Um crucificado chamado João
Ou, em hebraico, Yehohanan ben Hagkol (João, filho de Hagkol). Não sabemos nada sobre a história de vida ou sobre a personalidade desse rapaz judeu, executado pouco antes de completar 30 anos de idade (a julgar pela estrutura de seus ossos), mas o mero fato de que seu esqueleto foi encontrado por arqueólogos modernos já é impactante. Trata-se da única evidência direta do suplício da crucificação no mundo antigo.
A descoberta ocorreu originalmente em 1968, quando construtores trabalhavam num bairro de Jerusalém Oriental e acabaram desencavando por acaso um ossuário (espécie de caixão de pedra usado para sepultamentos secundários, ou seja, para guardar os ossos dos mortos depois que o resto do cadáver já se decompôs). O ossuário trazia a inscrição em hebraico com o nome do moço (em hebraico mesmo, já que a palavra usada para “filho” é “ben”; se fosse em aramaico, seria “bar”). Acredita-se que o jovem teria morrido entre os anos 50 e 70 d.C.

*TAREFAS A REALIZAR*:
[1] Você pode reproduzir, do texto sobre o crucificado João, o trecho que começa em "Um crucificado chamado" e segue até "no mundo antigo."?
[2] Como prosseguiria o texto sobre o crucificado João depois da última frase apresentada? Continue-o a partir desse ponto.

Entradas salvas:
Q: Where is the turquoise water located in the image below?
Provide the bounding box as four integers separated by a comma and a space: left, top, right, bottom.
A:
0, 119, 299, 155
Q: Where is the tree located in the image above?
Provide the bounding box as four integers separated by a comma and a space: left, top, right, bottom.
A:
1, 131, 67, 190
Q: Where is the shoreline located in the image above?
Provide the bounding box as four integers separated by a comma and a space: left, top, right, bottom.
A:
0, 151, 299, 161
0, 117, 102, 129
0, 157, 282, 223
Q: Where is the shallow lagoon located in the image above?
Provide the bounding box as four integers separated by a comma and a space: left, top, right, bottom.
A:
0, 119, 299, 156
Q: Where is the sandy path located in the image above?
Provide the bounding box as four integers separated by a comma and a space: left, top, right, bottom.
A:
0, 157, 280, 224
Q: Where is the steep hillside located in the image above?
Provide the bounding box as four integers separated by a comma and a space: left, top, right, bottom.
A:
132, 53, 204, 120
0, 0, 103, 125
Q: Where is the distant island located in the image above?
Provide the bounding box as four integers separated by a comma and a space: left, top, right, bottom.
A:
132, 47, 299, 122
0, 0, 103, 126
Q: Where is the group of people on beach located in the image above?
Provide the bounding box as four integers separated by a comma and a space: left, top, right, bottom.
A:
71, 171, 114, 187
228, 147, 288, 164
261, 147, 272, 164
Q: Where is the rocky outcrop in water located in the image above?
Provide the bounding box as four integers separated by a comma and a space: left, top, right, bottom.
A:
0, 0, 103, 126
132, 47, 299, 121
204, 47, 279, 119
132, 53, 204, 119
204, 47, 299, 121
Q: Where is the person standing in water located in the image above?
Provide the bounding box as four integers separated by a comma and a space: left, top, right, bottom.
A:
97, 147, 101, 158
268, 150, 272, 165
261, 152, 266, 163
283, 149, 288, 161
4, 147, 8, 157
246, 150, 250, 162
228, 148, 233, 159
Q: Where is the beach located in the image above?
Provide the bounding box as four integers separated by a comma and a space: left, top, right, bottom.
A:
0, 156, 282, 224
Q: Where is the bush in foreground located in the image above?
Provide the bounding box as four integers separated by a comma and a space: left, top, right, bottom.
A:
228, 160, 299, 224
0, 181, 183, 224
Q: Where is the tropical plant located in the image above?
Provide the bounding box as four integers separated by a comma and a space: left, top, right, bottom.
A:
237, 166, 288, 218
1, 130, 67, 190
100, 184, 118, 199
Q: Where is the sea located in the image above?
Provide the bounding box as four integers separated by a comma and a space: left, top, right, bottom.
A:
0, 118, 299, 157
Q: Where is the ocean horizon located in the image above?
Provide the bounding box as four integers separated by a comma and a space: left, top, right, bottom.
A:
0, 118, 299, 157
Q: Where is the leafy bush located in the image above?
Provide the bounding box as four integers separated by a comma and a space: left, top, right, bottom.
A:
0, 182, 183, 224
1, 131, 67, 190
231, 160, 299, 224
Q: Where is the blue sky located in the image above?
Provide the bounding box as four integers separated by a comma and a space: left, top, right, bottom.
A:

*RESPOSTAS ESCRITAS*:
[1]
Um crucificado chamado João
Ou, em hebraico, Yehohanan ben Hagkol (João, filho de Hagkol). Não sabemos nada sobre a história de vida ou sobre a personalidade desse rapaz judeu, executado pouco antes de completar 30 anos de idade (a julgar pela estrutura de seus ossos), mas o mero fato de que seu esqueleto foi encontrado por arqueólogos modernos já é impactante. Trata-se da única evidência direta do suplício da crucificação no mundo antigo.

[2]
A pista crucial de que Yehohanan/João morreu crucificado é a presença de um prego de 11,5 cm atravessando o osso do calcanhar direito, com fragmentos de madeira no lado de fora e no lado de dentro do osso. Provavelmente, isso significa que os executores colocaram uma tabuinha em cima do pé do rapaz antes de martelar, com o objetivo de atrapalhar os esforços dele de se desvencilhar do prego, o qual atravessou o pé e se fixou na madeira da cruz propriamente dita. Lá dentro, o prego entortou ao se enterrar num nó da madeira.
INTERPRETAÇÃO COMPLEXA
A história da interpretação do achado arqueológico, no entanto, é complexa e bem interessante. O primeiro a analisar os ossos de Yehohanan, um pesquisador chamado Nicu Haas, da Universidade Hebraica de Jerusalém, avaliou que o prego teria atravessado tanto o “poste” da cruz quanto os dois pés do rapaz, de modo que os carrascos teriam colocado as pernas dele em paralelo dos dois lados da madeira. Além disso, Haas também achou ter visto sinais de que dois pregos, hoje perdidos, teriam sido enfiados nos antebraços de João, prendendo-o a um patíbulo horizontal com os braços estendidos, portanto.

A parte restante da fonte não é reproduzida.